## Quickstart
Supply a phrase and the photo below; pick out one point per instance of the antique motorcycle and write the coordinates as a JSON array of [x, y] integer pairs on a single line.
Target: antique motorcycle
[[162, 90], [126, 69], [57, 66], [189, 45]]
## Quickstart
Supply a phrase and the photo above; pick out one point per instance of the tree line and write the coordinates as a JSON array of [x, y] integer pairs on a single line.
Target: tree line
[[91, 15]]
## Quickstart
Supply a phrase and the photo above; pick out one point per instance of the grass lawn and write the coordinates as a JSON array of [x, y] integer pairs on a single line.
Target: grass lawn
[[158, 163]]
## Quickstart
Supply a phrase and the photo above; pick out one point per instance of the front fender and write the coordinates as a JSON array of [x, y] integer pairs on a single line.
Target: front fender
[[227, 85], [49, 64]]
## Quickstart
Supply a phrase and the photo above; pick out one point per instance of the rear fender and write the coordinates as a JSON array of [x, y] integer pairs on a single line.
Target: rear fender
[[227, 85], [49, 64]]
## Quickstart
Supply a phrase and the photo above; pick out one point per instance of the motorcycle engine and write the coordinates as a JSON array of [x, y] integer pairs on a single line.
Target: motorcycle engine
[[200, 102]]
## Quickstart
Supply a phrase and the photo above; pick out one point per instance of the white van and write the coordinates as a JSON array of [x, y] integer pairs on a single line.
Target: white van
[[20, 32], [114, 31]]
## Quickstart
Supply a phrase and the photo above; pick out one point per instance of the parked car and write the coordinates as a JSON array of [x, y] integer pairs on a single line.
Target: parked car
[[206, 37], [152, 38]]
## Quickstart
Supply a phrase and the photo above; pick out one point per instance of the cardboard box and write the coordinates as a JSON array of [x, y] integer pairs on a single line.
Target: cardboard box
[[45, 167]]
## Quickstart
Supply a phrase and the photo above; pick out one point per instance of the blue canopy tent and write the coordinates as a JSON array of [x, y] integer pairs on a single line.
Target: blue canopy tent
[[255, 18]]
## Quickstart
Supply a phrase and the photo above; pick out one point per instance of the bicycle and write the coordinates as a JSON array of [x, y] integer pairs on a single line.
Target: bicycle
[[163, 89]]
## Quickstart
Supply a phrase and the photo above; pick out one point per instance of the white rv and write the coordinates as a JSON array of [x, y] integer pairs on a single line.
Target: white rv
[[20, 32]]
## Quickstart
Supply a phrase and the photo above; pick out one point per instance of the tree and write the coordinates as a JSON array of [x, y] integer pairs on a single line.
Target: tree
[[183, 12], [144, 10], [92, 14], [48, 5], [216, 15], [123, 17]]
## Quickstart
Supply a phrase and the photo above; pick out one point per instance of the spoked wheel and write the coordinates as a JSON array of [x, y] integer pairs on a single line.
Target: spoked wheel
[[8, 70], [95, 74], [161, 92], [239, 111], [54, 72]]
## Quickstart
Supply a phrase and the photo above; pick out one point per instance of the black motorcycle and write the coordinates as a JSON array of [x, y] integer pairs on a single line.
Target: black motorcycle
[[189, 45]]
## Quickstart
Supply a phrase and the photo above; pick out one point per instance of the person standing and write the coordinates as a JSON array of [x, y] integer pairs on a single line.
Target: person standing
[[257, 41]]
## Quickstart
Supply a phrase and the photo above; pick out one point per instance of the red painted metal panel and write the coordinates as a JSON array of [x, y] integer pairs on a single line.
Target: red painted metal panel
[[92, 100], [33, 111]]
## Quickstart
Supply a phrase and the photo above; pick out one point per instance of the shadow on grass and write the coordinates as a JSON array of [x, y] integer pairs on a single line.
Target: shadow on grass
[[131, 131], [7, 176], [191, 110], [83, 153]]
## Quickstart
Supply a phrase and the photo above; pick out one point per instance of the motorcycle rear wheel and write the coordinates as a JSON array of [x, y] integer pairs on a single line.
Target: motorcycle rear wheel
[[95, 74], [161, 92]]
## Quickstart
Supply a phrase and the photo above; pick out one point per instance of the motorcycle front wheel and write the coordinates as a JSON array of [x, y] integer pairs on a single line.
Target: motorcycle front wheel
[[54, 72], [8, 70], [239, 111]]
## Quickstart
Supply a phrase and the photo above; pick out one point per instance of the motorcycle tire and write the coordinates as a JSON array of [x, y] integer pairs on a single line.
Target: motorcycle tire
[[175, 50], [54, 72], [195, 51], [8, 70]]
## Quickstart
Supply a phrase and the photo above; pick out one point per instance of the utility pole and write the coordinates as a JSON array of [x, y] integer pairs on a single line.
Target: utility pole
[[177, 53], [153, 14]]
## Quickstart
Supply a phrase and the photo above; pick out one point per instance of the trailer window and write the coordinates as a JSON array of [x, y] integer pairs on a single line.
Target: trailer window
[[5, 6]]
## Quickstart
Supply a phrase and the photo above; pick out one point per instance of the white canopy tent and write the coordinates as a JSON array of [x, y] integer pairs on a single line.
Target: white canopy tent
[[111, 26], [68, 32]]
────────
# Descrição do exercício
Por favor, reproduza a listagem acima na íntegra, linha por linha, sem alterar nada.

# Tarefa concluída
## Quickstart
Supply a phrase and the photo below; pick out one point per instance of the antique motorcycle and write the coordinates as a JSON array of [x, y] integer pairs on a single line.
Target: antique motorcycle
[[162, 90], [126, 69], [57, 66], [189, 45]]
## Quickstart
Supply a phrase and the photo above; pick out one point per instance of the tree line and write the coordinates as a JSON array of [x, y] integer pairs on a single line.
Target: tree line
[[91, 15]]
## Quickstart
Supply a phrase and the photo above; pick out one point per instance of the grass lawn and write the coordinates as a JSON array of [x, y] integer pairs on a single line.
Target: grass lawn
[[158, 163]]
## Quickstart
Supply a phrase and the photo above; pick out one point per instance of the front fender and write the coordinates as a JSON array of [x, y] integer pairs on a single line.
Target: front fender
[[227, 85], [49, 64]]
## Quickstart
Supply a phrase and the photo above; pick out one point per instance of the rear fender and write the coordinates as a JSON array of [x, y] integer pairs on a single line.
Target: rear fender
[[227, 85], [49, 64]]
## Quickstart
Supply a phrase and the photo above; pick out one point per instance of the motorcycle engine and write the coordinates as a JSON array of [x, y] integer pairs on a single line.
Target: motorcycle engine
[[200, 102]]
## Quickstart
Supply a phrase and the photo above; pick out one point per instance of the white van and write the coordinates as a JSON array of [x, y] integer pairs on a single line.
Target: white van
[[20, 32], [114, 31]]
## Quickstart
Supply a phrase and the photo above; pick out one point per instance of the parked car and write the coordinates as a JSON array of [x, y] integer pairs on a single line.
Target: parked car
[[206, 37], [152, 38]]
## Quickstart
Supply a phrase and the photo above; pick out one point per instance of the cardboard box and write the coordinates as a JSON array of [x, y] integer pairs on a single line.
Target: cardboard box
[[45, 167]]
## Quickstart
Supply a phrase and the photo above; pick out one point per instance of the blue canopy tent and write the coordinates as a JSON array of [x, y] integer pairs on a single line.
Target: blue canopy tent
[[255, 18]]
## Quickstart
Supply a phrase and the photo above; pick out one point per instance of the bicycle and write the coordinates as a JSON array of [x, y] integer pairs on a single line.
Target: bicycle
[[163, 89]]
## Quickstart
Supply a phrase and the photo above; pick out one point per instance of the white rv and write the coordinates as a JSON array of [x, y] integer pairs on a single line.
Target: white rv
[[20, 32]]
## Quickstart
Supply a phrase and the photo above; pick out one point per instance of the tree and write the coordinates as a JSON array of [x, y] integer pairs on a single line.
Target: tree
[[183, 12], [144, 10], [92, 14], [48, 5], [216, 15], [123, 17]]
## Quickstart
Supply a phrase and the photo above; pick out one point per instance of the spoked wheel and write the coordinates as a JSON array of [x, y] integer pairs on a single line.
Target: spoked wheel
[[8, 70], [95, 74], [161, 92], [239, 111], [54, 72]]
## Quickstart
Supply a phrase and the photo above; pick out one point per instance of the black motorcycle and write the coordinates as a JSON array of [x, y] integer pairs on a single line.
Target: black motorcycle
[[189, 45]]
## Quickstart
Supply a phrase and the photo above; pick out one point per instance of the person standing and write the coordinates as a JSON array of [x, y] integer pairs on a single line.
Target: person standing
[[257, 41]]
## Quickstart
Supply a phrase and the photo above; pick out one point per instance of the red painted metal panel and write the coordinates as a JSON array of [x, y] integer pairs on a single line.
Target: red painted metal panel
[[92, 100], [33, 111]]
## Quickstart
Supply a phrase and the photo above; pick out one point per instance of the shadow on grass and write the coordinates as a JSON array of [x, y] integer pairs on a single line.
Target: shadow on grass
[[131, 131], [7, 176], [191, 110], [83, 153]]
## Quickstart
Supply a phrase and the photo above; pick out one point per instance of the motorcycle rear wheel and write the coordinates as a JSON array of [x, y] integer pairs on a single line.
Target: motorcycle rear wheel
[[95, 74], [161, 92]]
## Quickstart
Supply a phrase and the photo above; pick out one point per instance of the motorcycle front wheel and write the coordinates as a JSON array of [x, y] integer pairs on a single line.
Target: motorcycle front wheel
[[54, 72], [8, 70], [239, 111]]
## Quickstart
Supply a phrase and the photo above; pick out one point per instance of the motorcycle tire and write the coordinates as a JSON array of [x, y] integer pairs on a single line.
Target: motorcycle tire
[[175, 50], [54, 72], [195, 51], [8, 70]]
## Quickstart
Supply a phrase and the photo above; pick out one point per instance of the utility pole and write the coordinates as a JSON array of [x, y] integer pairs on a single line.
Target: utility pole
[[177, 53], [153, 14]]
## Quickstart
Supply a phrase and the photo above; pick out one point per instance of the trailer window and write the coordinates as a JSON array of [x, y] integer pairs on a single line.
Target: trailer window
[[5, 6]]
## Quickstart
Supply a phrase and the photo above; pick out one point per instance of the white canopy tent and write the coordinates as a JSON array of [x, y] integer pairs on a single line.
Target: white canopy tent
[[111, 26], [68, 32]]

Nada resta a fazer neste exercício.